**WHAT YOU WILL DO**
Reproduce exactly the lines from the line containing "checkered shirt shown in this photo." through the end of the records below, including both ends, and nothing else.

[Pointing dataset excerpts]
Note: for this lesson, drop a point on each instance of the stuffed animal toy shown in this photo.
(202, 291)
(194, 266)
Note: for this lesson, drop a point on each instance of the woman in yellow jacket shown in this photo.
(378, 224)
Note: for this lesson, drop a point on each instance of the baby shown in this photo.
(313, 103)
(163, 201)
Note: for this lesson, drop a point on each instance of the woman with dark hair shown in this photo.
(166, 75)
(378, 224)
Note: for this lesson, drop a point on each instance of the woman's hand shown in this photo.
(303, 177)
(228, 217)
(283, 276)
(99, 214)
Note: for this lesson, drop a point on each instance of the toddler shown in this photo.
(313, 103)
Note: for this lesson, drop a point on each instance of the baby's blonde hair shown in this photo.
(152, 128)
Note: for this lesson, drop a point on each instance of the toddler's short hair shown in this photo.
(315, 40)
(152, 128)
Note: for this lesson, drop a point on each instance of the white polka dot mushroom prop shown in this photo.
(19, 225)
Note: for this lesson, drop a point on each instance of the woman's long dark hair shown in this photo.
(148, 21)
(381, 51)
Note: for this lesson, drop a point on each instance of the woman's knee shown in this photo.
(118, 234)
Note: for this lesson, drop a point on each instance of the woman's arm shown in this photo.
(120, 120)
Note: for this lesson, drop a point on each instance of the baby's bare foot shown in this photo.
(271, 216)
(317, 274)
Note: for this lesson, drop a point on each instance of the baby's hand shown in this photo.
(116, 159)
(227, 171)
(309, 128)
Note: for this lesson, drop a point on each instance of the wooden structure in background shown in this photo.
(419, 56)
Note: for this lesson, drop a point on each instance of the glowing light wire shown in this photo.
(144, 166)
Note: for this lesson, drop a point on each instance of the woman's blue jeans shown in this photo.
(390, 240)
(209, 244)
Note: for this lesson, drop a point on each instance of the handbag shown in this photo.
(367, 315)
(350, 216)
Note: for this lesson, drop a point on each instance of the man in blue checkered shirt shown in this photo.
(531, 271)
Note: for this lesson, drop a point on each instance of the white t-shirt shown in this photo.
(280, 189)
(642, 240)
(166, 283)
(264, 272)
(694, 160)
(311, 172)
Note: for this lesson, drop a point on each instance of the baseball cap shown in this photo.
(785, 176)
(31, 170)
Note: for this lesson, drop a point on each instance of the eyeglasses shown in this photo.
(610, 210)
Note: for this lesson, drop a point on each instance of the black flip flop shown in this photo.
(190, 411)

**EXERCISE RESPONSE**
Note: for this lesson, drop a point on each instance of the man in blue checkered shirt shown in this photo.
(531, 271)
Note: for this lesson, drop a point on each instance of the white t-shirt shown in this photo.
(280, 189)
(642, 240)
(166, 283)
(264, 272)
(694, 160)
(311, 172)
Note: for this lesson, drop a point on each instance of the baseball cap shown in this photo.
(785, 176)
(31, 170)
Note: for this lesson, drop a point on each instance of the eyeglasses shown in this photo.
(610, 210)
Note: for this lesson, drop a point on each instance of the black flip flop shown in this photo.
(190, 411)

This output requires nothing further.